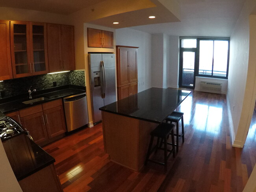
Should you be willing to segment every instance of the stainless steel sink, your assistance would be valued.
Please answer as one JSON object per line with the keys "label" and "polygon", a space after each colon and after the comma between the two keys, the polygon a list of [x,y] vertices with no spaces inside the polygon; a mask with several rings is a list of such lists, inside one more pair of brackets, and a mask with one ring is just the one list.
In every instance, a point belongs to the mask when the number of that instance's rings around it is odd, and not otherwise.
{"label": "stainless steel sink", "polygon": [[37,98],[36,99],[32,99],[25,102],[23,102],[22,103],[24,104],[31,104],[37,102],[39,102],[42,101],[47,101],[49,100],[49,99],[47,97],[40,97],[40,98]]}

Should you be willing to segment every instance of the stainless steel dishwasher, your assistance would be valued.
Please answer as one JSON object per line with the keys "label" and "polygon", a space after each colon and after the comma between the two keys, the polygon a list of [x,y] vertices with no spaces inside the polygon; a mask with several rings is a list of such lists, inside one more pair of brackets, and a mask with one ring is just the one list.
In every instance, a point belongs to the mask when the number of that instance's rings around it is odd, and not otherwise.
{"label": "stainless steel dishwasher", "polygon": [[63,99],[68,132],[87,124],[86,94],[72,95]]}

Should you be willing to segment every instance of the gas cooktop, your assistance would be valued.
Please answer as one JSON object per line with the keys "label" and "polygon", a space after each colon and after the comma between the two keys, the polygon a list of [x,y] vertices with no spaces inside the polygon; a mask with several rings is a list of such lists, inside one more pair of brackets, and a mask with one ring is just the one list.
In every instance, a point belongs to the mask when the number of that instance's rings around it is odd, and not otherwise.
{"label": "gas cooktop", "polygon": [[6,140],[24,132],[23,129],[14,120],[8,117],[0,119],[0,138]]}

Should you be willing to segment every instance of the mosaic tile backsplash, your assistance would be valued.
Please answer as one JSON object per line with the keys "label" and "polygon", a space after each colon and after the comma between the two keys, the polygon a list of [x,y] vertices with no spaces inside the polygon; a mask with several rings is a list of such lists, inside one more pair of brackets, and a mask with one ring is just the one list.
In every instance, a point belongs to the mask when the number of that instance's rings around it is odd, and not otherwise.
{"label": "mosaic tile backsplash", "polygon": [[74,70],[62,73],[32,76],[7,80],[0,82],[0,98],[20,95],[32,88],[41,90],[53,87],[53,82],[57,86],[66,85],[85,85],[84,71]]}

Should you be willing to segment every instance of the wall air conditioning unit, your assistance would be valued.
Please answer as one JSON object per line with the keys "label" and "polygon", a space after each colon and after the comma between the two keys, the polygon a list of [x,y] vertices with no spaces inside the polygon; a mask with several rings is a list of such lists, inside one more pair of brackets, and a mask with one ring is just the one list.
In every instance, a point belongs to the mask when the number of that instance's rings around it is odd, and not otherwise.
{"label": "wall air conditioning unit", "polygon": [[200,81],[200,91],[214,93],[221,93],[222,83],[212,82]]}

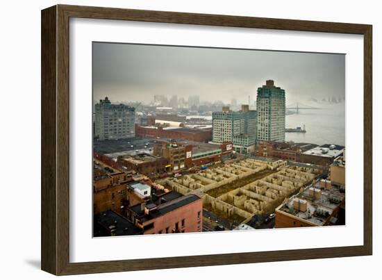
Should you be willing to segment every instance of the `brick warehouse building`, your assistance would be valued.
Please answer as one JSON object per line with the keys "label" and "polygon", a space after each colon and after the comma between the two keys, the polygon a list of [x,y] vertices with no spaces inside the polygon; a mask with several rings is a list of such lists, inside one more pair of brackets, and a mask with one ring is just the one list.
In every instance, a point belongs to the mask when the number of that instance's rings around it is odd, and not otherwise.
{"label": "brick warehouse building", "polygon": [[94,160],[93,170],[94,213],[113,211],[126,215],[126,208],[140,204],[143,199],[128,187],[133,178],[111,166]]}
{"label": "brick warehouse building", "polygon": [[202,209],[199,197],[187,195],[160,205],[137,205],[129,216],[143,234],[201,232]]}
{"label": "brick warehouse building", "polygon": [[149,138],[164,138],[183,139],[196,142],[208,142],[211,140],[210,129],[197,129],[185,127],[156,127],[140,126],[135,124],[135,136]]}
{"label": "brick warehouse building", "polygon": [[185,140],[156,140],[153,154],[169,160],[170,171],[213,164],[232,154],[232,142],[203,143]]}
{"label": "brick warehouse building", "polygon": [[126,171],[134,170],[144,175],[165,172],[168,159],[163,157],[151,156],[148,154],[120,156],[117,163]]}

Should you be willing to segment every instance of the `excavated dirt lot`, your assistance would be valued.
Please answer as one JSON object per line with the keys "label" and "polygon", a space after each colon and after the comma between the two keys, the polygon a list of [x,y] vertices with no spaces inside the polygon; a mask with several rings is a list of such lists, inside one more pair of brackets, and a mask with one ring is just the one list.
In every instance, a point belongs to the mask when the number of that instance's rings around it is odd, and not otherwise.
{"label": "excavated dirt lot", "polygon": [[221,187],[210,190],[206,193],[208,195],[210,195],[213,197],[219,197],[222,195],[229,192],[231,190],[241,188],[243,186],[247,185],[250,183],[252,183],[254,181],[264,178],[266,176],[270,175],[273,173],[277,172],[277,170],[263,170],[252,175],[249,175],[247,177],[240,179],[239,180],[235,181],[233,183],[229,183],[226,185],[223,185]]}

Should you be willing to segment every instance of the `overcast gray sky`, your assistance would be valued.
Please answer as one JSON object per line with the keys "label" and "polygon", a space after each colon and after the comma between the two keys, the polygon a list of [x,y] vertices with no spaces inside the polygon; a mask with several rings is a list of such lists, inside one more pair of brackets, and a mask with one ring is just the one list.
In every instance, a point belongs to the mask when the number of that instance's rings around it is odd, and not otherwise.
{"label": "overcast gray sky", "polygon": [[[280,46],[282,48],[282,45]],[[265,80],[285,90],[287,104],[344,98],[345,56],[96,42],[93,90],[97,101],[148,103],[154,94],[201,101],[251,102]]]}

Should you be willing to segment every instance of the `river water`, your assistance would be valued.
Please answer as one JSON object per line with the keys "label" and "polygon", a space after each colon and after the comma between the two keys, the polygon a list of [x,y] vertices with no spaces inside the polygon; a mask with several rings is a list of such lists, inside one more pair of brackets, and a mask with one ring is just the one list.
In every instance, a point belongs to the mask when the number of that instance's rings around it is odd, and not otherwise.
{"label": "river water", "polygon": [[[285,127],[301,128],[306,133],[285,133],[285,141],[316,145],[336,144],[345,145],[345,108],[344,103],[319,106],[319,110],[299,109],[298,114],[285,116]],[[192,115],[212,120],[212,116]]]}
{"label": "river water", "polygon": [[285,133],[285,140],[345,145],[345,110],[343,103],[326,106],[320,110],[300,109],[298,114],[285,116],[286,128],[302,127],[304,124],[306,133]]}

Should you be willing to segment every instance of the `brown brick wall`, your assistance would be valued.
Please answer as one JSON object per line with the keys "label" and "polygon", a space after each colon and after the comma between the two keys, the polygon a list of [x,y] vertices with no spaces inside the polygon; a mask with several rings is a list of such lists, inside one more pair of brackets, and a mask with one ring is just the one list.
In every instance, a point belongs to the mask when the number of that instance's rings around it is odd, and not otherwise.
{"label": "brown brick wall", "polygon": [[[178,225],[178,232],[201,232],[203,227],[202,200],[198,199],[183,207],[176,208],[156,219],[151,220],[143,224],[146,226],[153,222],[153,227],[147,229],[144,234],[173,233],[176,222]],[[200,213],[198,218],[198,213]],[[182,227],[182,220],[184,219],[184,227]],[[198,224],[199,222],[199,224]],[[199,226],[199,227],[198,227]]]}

#####

Please list every line of the records that contains the word "dishwasher".

[EXERCISE ANSWER]
Should you be willing to segment every instance of the stainless steel dishwasher, your assistance would be valued.
{"label": "stainless steel dishwasher", "polygon": [[63,99],[68,132],[87,124],[86,94],[72,95]]}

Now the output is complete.